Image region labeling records
_ _ _ _ _ _ _
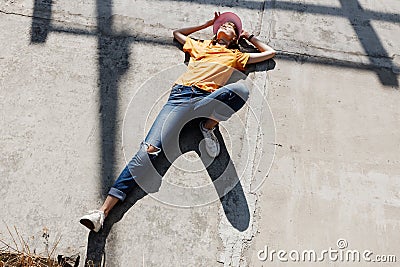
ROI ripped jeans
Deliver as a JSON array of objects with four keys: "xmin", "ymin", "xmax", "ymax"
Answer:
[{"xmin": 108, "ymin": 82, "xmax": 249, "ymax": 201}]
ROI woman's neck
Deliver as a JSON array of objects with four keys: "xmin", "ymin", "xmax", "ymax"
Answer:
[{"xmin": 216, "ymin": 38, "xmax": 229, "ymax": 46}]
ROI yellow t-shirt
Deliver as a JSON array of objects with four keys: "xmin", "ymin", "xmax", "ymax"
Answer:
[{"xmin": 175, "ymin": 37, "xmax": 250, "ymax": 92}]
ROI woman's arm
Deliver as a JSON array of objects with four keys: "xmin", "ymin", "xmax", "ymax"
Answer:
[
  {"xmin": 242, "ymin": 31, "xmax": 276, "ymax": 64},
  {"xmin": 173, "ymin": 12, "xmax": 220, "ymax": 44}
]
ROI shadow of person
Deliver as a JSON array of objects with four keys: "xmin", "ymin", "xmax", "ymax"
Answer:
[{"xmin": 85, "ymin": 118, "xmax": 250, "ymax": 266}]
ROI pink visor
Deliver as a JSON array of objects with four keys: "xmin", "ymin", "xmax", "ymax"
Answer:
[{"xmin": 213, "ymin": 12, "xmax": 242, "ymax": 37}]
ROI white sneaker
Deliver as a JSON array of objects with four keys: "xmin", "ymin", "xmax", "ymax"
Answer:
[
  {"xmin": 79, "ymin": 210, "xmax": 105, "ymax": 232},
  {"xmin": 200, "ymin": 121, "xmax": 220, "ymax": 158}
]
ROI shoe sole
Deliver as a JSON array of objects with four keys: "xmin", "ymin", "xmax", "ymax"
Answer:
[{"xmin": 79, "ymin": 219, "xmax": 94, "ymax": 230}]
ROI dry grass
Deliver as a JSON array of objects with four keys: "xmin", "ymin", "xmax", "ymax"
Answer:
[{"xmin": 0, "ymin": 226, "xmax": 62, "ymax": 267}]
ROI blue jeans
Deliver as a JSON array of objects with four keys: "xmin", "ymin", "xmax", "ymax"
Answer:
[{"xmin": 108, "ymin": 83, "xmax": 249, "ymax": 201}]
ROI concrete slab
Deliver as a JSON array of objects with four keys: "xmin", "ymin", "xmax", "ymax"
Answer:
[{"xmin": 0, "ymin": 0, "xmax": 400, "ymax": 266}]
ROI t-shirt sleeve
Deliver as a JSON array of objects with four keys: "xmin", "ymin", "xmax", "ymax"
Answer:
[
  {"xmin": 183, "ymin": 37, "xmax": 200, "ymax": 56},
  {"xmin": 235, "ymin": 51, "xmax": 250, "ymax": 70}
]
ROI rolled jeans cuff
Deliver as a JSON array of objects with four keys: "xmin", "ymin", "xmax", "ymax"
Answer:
_ _ _ _ _ _ _
▶ [Goal]
Put the lines of the records above into a JSON list of strings, one string per line, with blank lines left out. Begin at the line that has "ROI concrete slab" and keep going through the last line of the records.

▶ [Correct output]
[
  "ROI concrete slab",
  "Deliver as a JSON array of objects with four keys: \"xmin\", \"ymin\", \"xmax\", \"ymax\"",
  "Answer:",
  "[{\"xmin\": 0, \"ymin\": 0, \"xmax\": 400, \"ymax\": 266}]",
  "ROI t-shirt sleeve",
  "Deliver as a JSON array of objects with four keys: \"xmin\", \"ymin\", \"xmax\", \"ymax\"",
  "Answer:",
  "[",
  "  {\"xmin\": 183, \"ymin\": 37, \"xmax\": 200, \"ymax\": 56},",
  "  {\"xmin\": 235, \"ymin\": 51, \"xmax\": 250, \"ymax\": 70}",
  "]",
  "ROI rolled jeans cuff",
  "Deliver as a JSON array of objects with four keys: \"xmin\", \"ymin\", \"xmax\", \"ymax\"",
  "Answer:"
]